Segment Start: DOCUMENT SECTION

During these events, keeping both your primary location and your recovery location safe and secure is as important as the recovery effort itself. HIPAA requires that you set up procedures and plans to ensure that the staff in each location can do the work and are trained in the necessary security and safety procedures. It’s especially important that everyone engaged in this effort is authorized to do so.
It’s common for many people to come into regular contact with patient information. Under contingency conditions the personnel handling the situation often differs radically from the norm and may include people who would not normally see such sensitive information. The law regards this exposure as a breach of privacy, emergency conditions or not, and that’s bad for everyone.
Knowing in advance that this may be the case, it’s possible to make arrangements through confidentiality agreements and similar documents to address this and prevent the breach. This means that all of the contracts with contractors, team members, subscription recovery services, and all others involved in a recovery effort, great or small, must contain the necessary language and assurances that the confidentiality of patient information will be protected to the extent possible by all parties involved. It also means that patients must be informed that this set of conditions could occur but that all due care will be used to protect their privacy and prevent any improper exposure.

Segment End: DOCUMENT SECTION
Segment Start: DATA EXTRACTS

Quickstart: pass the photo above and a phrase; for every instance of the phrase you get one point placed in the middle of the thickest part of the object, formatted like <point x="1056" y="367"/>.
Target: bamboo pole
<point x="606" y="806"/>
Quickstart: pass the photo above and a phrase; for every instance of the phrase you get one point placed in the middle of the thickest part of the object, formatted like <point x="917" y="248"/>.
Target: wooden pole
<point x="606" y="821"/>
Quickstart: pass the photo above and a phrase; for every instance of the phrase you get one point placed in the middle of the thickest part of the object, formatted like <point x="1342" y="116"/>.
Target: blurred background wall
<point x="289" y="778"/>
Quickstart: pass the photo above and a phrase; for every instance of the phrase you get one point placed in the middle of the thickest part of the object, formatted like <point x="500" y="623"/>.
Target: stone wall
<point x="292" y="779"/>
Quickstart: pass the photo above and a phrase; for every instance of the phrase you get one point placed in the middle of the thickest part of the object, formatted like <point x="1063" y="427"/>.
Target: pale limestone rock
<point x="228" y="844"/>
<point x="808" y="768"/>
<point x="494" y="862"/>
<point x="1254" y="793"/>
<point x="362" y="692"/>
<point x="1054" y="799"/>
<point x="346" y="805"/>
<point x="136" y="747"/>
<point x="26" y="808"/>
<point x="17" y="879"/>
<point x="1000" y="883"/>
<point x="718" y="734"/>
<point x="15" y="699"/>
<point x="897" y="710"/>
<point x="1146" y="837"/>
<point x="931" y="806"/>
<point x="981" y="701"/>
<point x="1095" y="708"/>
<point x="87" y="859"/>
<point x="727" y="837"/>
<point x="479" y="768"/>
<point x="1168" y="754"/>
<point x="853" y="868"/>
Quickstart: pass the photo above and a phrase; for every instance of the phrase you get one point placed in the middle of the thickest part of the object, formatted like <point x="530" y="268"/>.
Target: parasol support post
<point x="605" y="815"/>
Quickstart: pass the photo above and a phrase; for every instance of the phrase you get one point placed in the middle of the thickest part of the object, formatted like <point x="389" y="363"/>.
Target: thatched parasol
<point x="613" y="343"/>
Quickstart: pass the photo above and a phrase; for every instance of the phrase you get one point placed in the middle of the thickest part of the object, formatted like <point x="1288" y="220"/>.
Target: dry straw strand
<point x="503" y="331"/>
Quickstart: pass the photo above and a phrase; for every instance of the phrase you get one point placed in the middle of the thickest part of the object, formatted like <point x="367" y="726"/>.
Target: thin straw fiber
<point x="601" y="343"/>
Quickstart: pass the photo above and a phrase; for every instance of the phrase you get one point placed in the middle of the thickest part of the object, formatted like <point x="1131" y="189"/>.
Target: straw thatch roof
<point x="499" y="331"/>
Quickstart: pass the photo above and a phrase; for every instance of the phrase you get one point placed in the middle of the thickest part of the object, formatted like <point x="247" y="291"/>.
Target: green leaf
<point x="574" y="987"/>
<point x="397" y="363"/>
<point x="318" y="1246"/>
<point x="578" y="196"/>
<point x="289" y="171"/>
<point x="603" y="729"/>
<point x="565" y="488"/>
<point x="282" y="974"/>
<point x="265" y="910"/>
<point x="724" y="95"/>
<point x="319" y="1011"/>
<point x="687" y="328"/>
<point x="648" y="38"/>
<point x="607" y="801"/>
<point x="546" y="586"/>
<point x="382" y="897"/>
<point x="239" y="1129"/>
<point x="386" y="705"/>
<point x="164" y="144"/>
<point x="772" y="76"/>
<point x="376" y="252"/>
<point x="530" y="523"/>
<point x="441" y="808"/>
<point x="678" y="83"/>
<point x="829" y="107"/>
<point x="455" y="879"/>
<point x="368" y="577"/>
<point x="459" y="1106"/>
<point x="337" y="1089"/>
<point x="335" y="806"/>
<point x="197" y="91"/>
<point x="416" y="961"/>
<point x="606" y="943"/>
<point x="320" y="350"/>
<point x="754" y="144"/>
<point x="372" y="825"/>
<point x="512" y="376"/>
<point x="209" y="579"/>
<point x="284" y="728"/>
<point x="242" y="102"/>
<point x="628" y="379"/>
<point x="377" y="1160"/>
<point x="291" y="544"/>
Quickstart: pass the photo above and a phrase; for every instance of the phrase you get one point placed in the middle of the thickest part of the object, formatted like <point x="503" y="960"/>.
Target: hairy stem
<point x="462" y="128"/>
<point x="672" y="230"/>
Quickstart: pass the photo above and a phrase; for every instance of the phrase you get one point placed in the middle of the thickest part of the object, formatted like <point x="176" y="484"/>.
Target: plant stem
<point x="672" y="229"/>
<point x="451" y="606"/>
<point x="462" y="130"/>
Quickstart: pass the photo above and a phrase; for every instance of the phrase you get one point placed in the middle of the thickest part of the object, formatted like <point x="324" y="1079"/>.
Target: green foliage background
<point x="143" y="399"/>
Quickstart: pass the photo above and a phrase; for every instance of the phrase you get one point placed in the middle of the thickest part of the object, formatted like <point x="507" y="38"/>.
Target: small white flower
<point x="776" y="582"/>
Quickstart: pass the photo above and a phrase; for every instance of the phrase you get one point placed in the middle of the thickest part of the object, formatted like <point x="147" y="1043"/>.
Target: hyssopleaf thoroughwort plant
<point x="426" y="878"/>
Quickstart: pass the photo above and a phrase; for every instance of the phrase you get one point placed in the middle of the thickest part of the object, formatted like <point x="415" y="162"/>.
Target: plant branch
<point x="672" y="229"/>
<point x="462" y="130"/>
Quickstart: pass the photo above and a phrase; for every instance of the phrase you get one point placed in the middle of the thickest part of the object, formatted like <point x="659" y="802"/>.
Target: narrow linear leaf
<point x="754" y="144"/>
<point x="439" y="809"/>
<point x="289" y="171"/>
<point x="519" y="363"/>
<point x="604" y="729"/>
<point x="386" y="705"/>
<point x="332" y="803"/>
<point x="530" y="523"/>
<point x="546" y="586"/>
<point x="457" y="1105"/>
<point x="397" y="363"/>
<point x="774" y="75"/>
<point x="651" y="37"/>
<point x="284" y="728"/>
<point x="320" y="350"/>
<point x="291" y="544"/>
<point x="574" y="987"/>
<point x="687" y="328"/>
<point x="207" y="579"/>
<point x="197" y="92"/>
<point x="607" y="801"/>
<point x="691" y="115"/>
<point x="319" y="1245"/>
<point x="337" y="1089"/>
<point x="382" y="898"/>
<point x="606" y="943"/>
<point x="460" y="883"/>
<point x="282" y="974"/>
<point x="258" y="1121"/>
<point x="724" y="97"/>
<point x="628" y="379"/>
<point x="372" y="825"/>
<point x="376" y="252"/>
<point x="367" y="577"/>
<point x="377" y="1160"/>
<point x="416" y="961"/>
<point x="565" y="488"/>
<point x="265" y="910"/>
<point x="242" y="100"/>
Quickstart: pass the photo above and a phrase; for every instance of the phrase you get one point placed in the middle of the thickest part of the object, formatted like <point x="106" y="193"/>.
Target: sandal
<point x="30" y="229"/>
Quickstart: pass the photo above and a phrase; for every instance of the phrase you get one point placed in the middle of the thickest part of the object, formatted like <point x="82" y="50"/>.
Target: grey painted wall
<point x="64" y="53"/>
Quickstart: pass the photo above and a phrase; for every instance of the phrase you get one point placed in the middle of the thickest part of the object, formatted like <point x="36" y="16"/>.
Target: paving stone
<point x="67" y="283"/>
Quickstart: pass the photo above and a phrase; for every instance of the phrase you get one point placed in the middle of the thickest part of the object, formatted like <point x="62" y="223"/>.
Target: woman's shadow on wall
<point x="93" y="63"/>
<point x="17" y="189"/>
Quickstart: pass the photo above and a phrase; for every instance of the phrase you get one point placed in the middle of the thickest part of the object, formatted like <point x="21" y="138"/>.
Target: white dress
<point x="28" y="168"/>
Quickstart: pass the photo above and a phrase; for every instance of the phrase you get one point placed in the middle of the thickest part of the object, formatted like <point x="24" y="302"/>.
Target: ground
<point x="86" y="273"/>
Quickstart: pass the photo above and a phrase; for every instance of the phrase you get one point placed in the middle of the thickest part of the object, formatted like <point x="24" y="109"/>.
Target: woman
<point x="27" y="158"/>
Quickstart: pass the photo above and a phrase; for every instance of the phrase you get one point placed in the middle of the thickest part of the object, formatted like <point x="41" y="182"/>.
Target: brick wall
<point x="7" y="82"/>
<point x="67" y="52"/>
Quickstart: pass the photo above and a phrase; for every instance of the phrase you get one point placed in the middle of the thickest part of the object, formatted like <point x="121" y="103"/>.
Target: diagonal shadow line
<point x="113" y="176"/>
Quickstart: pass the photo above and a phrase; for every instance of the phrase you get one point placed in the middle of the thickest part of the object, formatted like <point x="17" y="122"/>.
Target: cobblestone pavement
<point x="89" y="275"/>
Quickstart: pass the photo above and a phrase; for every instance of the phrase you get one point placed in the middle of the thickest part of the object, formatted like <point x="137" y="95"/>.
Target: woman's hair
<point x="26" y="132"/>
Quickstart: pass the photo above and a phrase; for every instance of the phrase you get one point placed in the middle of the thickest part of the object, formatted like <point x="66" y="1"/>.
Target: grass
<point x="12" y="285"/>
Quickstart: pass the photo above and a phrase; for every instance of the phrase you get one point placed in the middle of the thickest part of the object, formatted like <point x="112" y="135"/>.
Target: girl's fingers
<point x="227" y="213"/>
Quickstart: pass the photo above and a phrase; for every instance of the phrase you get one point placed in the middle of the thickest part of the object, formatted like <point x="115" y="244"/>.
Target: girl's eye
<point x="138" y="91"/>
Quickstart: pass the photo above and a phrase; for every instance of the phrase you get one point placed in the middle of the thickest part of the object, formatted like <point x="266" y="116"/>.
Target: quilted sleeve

Segment End: DATA EXTRACTS

■ **REQUIREMENT**:
Reproduce word for word the passage of the HIPAA contingency text from "During these events, keeping" to "bad for everyone.".

■ **ANSWER BELOW**:
During these events, keeping both your primary location and your recovery location safe and secure is as important as the recovery effort itself. HIPAA requires that you set up procedures and plans to ensure that the staff in each location can do the work and are trained in the necessary security and safety procedures. It’s especially important that everyone engaged in this effort is authorized to do so.
It’s common for many people to come into regular contact with patient information. Under contingency conditions the personnel handling the situation often differs radically from the norm and may include people who would not normally see such sensitive information. The law regards this exposure as a breach of privacy, emergency conditions or not, and that’s bad for everyone.